*** Provided data

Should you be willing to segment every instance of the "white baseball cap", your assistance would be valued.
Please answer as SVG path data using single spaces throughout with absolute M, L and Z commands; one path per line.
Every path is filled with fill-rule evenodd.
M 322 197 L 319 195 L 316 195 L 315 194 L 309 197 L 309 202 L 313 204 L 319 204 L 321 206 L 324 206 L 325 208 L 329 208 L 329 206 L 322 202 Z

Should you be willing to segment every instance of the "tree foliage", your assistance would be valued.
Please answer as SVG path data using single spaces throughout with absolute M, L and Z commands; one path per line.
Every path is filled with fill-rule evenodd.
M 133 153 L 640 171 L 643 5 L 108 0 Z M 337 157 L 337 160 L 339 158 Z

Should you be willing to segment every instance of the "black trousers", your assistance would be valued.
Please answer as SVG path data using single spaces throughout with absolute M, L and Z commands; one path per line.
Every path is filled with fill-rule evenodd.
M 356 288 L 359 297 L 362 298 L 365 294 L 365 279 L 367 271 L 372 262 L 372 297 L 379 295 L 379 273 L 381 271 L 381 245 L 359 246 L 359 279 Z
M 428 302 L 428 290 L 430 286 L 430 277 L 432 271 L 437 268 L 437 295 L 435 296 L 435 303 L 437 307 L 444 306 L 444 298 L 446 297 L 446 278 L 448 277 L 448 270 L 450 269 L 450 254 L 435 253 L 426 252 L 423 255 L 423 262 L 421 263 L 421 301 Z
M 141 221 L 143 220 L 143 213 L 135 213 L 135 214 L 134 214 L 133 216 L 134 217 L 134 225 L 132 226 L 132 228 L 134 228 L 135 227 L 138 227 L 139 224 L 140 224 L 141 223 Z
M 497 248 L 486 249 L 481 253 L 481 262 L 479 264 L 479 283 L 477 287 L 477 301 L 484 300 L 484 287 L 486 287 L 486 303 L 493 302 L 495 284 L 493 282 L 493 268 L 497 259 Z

******

-- Problem to solve --
Rewrite every line of the items above, requests included. Multiply each coordinate in the answer paths by 1.85 and round to a whole number, with halves rounding up.

-- Answer to the task --
Should you be willing to segment every instance of the "white baseball cap", your assistance would be valued.
Please answer as SVG path data using single spaces throughout with absolute M, L and Z commands; one path per line.
Every path is filled with fill-rule evenodd.
M 596 364 L 590 361 L 585 361 L 583 359 L 572 364 L 572 374 L 579 377 L 590 377 L 594 381 L 599 381 L 601 385 L 609 385 L 609 381 L 596 374 Z

Should you be willing to segment every instance of the "tree foliage", your assistance would be valued.
Please answer as SVG path data using single spaces throughout with absolute M, L and Z commands; one path per line.
Every path is filled with fill-rule evenodd.
M 246 283 L 1184 316 L 1190 9 L 200 0 Z M 623 290 L 623 296 L 627 292 Z

Should you be willing to segment every instance of the "black trousers", your assistance would be valued.
Please answer as SVG path data using single spaces throughout with absolute M, L and Z commands; one path per line.
Every path is filled with fill-rule evenodd.
M 659 533 L 664 549 L 670 551 L 675 544 L 675 516 L 679 501 L 688 485 L 688 549 L 701 546 L 701 505 L 705 501 L 705 453 L 664 455 L 664 516 Z
M 792 559 L 792 537 L 796 529 L 796 512 L 799 501 L 808 496 L 808 546 L 805 548 L 805 561 L 808 568 L 821 566 L 821 551 L 825 549 L 825 514 L 829 512 L 829 500 L 833 498 L 833 470 L 805 468 L 788 466 L 783 472 L 783 485 L 779 487 L 779 557 Z
M 261 409 L 265 407 L 265 394 L 250 394 L 250 396 L 248 396 L 246 400 L 248 401 L 248 416 L 244 418 L 244 422 L 248 422 L 250 420 L 255 420 L 257 414 L 259 414 L 261 413 Z
M 919 459 L 899 461 L 890 468 L 890 485 L 886 488 L 886 524 L 882 531 L 882 557 L 895 555 L 895 531 L 899 531 L 899 561 L 912 559 L 916 525 L 912 522 L 912 496 L 919 479 Z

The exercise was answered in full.